Excerpted records —
================

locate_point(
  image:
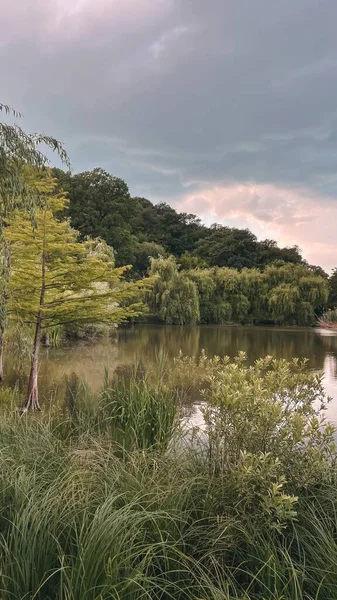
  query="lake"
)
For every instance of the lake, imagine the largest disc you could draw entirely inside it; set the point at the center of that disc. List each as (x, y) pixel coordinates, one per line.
(88, 359)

================

Exercise details —
Rescale the records above by writing each one out again in full, with every coordinate in the answers multiplied by 2.25 and rounded to the nearest whole number, halves rounded up. Leave the pictures out of your reply.

Exercise response —
locate_point(
  image:
  query="lake"
)
For every instance of the lake, imagine the largest disc you could draw entirely inside it; set the point at the center of that disc. List each as (x, y) pixel coordinates, one per line.
(198, 808)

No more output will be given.